List every line in the items below that contains the string "person". Case counts.

#### Provided data

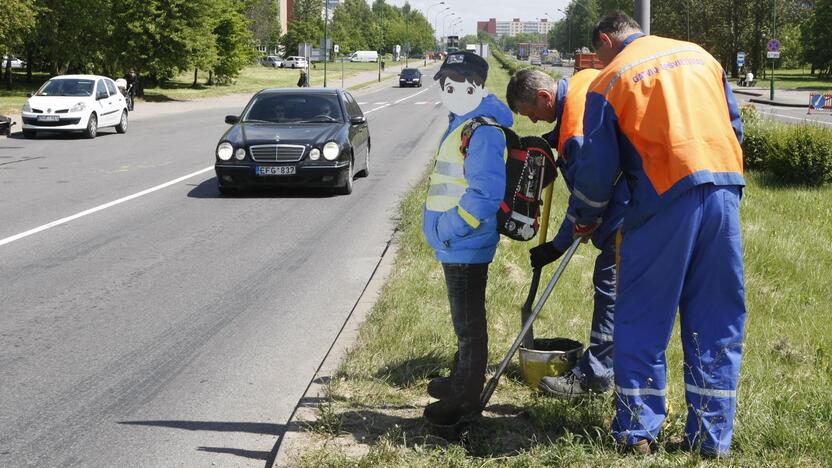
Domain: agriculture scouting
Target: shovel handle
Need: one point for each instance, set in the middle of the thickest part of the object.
(492, 384)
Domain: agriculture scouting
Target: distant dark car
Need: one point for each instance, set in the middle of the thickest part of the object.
(410, 77)
(309, 137)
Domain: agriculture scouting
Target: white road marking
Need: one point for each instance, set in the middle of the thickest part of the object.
(414, 95)
(98, 208)
(795, 118)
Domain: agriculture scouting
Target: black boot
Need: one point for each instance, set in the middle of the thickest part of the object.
(440, 387)
(452, 411)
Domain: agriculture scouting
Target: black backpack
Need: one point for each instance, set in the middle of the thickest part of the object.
(529, 168)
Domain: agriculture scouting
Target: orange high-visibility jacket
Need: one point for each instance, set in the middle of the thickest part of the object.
(662, 113)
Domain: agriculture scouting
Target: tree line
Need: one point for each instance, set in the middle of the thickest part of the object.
(356, 25)
(723, 27)
(159, 38)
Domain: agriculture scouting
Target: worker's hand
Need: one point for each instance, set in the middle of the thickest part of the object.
(584, 231)
(543, 255)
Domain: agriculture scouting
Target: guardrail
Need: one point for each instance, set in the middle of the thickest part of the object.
(820, 102)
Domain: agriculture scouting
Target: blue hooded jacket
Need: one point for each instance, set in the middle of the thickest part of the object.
(452, 238)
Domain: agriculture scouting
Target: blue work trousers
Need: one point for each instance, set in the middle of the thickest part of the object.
(596, 364)
(687, 256)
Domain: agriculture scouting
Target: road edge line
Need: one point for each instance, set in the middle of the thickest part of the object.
(290, 444)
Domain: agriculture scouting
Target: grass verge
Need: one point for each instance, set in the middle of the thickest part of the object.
(373, 413)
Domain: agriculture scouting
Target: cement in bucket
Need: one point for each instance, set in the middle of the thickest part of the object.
(550, 357)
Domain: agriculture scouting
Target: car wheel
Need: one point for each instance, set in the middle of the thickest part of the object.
(346, 189)
(366, 171)
(122, 124)
(92, 127)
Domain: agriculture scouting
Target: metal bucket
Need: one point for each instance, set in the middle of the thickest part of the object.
(550, 357)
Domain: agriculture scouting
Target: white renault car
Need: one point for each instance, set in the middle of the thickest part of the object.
(72, 103)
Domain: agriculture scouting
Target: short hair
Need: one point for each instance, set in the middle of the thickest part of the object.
(459, 77)
(615, 24)
(523, 87)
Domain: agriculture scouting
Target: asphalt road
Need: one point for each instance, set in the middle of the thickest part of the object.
(175, 327)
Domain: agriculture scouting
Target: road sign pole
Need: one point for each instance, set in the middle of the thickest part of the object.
(774, 30)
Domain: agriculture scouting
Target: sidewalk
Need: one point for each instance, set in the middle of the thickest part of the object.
(782, 97)
(365, 82)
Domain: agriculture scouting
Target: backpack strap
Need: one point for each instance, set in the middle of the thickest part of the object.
(468, 131)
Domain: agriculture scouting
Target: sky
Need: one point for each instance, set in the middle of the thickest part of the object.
(471, 11)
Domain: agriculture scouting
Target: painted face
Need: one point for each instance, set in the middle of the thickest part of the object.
(461, 97)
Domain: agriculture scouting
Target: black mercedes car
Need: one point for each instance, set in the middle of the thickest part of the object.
(410, 77)
(309, 137)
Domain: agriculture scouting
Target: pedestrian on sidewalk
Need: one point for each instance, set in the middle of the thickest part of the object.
(303, 79)
(459, 221)
(662, 116)
(536, 95)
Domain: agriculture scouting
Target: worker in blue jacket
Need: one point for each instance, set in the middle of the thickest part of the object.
(536, 95)
(662, 114)
(460, 223)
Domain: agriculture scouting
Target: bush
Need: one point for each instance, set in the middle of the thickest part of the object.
(802, 154)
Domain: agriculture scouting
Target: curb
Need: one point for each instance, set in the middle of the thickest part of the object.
(291, 444)
(778, 103)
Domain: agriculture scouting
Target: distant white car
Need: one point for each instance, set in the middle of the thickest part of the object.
(295, 61)
(16, 62)
(272, 61)
(74, 103)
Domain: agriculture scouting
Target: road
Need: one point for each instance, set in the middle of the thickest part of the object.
(159, 324)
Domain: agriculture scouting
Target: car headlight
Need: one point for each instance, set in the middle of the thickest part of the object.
(225, 151)
(331, 151)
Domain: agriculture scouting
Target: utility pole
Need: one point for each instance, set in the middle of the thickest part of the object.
(326, 39)
(642, 9)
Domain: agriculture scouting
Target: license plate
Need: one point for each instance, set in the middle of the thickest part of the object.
(274, 170)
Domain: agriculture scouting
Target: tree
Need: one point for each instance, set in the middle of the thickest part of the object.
(17, 18)
(264, 20)
(234, 42)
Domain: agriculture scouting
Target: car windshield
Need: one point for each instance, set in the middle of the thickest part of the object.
(294, 108)
(67, 87)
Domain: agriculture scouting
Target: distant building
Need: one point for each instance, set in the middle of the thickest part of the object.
(515, 26)
(489, 26)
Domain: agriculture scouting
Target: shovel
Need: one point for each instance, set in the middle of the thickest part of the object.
(527, 325)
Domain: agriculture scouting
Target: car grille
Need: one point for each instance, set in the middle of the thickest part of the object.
(277, 153)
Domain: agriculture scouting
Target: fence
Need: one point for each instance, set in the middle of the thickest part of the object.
(820, 102)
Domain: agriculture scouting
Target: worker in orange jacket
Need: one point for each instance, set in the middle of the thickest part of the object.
(661, 114)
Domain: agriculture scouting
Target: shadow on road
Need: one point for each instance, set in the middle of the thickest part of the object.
(208, 189)
(276, 430)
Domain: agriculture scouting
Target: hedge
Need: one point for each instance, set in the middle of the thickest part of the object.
(791, 153)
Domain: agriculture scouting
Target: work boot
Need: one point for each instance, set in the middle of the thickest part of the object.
(440, 388)
(642, 447)
(569, 386)
(452, 411)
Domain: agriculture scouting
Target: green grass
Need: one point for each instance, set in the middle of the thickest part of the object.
(798, 79)
(785, 393)
(251, 79)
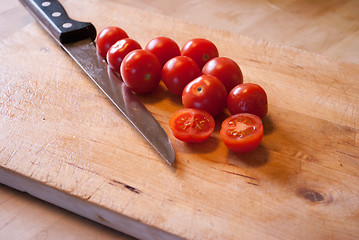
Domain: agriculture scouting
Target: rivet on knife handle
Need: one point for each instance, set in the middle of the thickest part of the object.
(54, 18)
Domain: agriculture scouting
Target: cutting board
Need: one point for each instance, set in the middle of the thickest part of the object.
(64, 142)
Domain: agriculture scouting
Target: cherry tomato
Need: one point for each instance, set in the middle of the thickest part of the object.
(141, 71)
(118, 52)
(226, 70)
(242, 132)
(207, 93)
(201, 50)
(164, 48)
(107, 37)
(178, 72)
(248, 98)
(191, 125)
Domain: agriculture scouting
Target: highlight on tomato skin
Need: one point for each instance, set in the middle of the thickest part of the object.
(248, 98)
(164, 48)
(192, 125)
(178, 72)
(207, 93)
(200, 50)
(107, 37)
(226, 70)
(242, 133)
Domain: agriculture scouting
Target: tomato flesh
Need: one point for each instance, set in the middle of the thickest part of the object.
(191, 125)
(242, 132)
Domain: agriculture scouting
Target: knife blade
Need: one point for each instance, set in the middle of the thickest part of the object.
(78, 40)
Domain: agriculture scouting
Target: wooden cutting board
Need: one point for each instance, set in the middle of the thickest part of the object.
(64, 142)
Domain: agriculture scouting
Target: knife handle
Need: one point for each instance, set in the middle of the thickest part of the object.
(53, 17)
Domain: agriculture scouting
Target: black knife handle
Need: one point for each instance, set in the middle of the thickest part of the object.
(52, 15)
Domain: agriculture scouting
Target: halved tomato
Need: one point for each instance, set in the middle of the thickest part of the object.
(191, 125)
(242, 132)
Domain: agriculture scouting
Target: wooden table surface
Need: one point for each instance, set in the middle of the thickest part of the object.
(329, 28)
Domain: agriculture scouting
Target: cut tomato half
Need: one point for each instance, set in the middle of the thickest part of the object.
(242, 132)
(191, 125)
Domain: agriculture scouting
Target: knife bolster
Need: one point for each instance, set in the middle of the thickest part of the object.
(55, 20)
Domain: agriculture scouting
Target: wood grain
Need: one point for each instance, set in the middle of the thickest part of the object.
(59, 130)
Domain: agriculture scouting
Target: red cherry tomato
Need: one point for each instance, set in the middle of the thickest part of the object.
(118, 52)
(242, 132)
(226, 70)
(191, 125)
(207, 93)
(164, 48)
(201, 50)
(248, 98)
(107, 37)
(178, 72)
(141, 71)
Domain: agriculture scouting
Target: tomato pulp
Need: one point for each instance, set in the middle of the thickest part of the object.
(191, 125)
(242, 132)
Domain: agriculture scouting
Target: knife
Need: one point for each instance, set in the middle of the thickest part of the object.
(77, 39)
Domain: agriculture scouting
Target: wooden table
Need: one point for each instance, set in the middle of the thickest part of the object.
(329, 28)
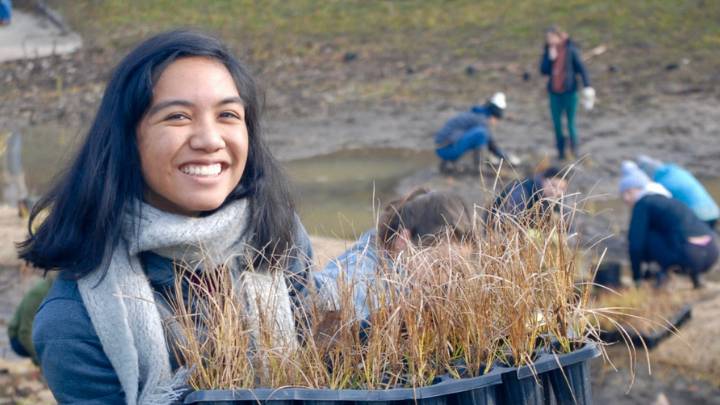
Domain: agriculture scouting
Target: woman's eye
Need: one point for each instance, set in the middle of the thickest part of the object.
(230, 114)
(176, 117)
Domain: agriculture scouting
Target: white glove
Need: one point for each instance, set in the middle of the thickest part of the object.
(588, 98)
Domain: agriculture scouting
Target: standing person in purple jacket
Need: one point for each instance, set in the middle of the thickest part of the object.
(561, 61)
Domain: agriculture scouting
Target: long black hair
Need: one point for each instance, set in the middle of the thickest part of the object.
(86, 204)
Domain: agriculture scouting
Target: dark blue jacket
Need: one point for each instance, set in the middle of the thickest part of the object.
(573, 67)
(71, 356)
(455, 127)
(664, 216)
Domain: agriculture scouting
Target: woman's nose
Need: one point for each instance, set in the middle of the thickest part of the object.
(207, 136)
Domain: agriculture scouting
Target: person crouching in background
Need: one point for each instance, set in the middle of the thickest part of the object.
(471, 131)
(421, 219)
(664, 231)
(683, 186)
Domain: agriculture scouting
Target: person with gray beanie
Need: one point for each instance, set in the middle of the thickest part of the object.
(683, 186)
(664, 230)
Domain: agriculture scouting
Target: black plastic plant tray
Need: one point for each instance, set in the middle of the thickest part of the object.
(553, 379)
(476, 390)
(653, 339)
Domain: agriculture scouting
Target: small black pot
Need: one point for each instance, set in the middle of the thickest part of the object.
(608, 275)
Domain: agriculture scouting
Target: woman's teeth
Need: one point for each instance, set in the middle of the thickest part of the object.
(202, 170)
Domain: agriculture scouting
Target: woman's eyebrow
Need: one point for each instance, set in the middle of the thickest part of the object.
(164, 104)
(231, 100)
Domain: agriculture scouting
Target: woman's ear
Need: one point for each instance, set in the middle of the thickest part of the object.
(401, 241)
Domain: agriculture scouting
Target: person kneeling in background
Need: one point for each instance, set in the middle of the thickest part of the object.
(683, 186)
(522, 196)
(420, 220)
(664, 231)
(471, 131)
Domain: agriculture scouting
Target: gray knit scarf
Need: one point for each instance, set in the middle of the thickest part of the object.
(122, 306)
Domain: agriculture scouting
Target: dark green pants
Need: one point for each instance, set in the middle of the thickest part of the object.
(559, 104)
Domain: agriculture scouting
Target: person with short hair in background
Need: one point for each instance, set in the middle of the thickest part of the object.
(421, 219)
(5, 12)
(562, 63)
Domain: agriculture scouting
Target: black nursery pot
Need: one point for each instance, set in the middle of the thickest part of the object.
(553, 379)
(448, 391)
(562, 379)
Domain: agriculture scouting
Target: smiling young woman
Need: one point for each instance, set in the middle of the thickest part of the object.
(173, 170)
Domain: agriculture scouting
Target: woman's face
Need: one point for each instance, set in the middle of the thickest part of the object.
(193, 141)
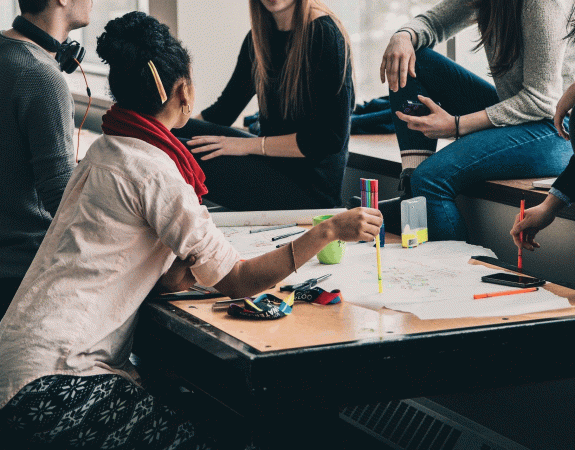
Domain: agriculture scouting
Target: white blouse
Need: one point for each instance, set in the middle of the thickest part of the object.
(124, 217)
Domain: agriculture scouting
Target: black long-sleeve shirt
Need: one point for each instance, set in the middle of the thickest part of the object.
(322, 132)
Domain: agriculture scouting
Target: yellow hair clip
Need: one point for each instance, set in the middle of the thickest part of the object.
(158, 81)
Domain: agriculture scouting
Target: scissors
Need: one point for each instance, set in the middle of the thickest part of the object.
(307, 284)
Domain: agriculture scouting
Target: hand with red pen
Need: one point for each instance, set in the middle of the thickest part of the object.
(535, 220)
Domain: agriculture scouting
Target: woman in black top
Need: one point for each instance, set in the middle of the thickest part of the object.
(296, 59)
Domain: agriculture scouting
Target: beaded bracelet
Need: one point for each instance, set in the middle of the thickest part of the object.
(406, 31)
(457, 127)
(264, 146)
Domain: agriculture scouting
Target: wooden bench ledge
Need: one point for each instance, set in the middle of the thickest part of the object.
(380, 154)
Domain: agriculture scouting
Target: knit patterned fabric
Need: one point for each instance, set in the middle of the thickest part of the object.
(36, 149)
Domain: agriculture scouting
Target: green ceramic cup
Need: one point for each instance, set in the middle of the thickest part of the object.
(332, 252)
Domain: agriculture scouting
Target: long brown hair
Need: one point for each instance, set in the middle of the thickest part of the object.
(571, 25)
(294, 82)
(499, 23)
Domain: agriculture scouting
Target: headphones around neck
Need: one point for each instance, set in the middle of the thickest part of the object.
(67, 52)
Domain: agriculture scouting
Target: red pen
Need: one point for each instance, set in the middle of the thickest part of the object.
(520, 251)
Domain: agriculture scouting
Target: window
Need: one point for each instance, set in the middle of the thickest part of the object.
(370, 24)
(102, 13)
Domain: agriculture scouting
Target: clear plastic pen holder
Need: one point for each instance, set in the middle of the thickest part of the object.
(413, 222)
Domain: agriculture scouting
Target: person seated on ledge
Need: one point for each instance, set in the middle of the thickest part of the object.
(501, 132)
(296, 59)
(130, 216)
(562, 192)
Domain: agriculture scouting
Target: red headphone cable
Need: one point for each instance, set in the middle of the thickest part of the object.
(87, 109)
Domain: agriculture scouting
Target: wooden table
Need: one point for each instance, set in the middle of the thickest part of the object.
(305, 366)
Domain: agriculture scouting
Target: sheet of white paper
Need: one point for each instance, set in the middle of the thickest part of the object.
(432, 281)
(253, 218)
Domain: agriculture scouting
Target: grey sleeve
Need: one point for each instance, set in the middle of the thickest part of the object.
(46, 118)
(438, 24)
(544, 52)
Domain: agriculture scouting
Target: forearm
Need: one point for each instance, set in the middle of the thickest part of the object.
(279, 146)
(471, 123)
(258, 274)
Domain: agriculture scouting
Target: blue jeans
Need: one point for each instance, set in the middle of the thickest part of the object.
(528, 150)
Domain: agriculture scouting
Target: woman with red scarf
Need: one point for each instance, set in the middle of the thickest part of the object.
(131, 217)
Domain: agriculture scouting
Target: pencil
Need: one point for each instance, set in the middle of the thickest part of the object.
(287, 235)
(375, 191)
(497, 294)
(520, 251)
(275, 227)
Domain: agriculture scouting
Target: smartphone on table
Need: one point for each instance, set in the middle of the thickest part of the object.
(511, 279)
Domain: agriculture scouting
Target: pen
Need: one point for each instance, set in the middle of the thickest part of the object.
(307, 284)
(497, 294)
(287, 235)
(375, 192)
(520, 250)
(276, 227)
(223, 304)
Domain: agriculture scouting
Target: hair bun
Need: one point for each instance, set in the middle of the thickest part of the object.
(132, 40)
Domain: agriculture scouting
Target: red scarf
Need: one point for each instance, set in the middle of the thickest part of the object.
(123, 122)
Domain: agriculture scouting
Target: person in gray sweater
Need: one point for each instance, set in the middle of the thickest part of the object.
(503, 131)
(36, 125)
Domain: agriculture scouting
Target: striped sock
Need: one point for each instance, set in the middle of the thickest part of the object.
(410, 159)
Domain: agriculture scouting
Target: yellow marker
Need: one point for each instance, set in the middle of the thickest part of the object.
(378, 263)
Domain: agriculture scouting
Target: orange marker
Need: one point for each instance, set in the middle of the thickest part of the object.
(520, 251)
(497, 294)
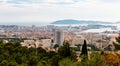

########

* [Correct response]
Target: standing person in purple jacket
Target: person crouching in background
Target: person with gray beanie
Target: person kneeling in background
Target: person with short hair in background
Target: person seated on ledge
Target: person in gray sweater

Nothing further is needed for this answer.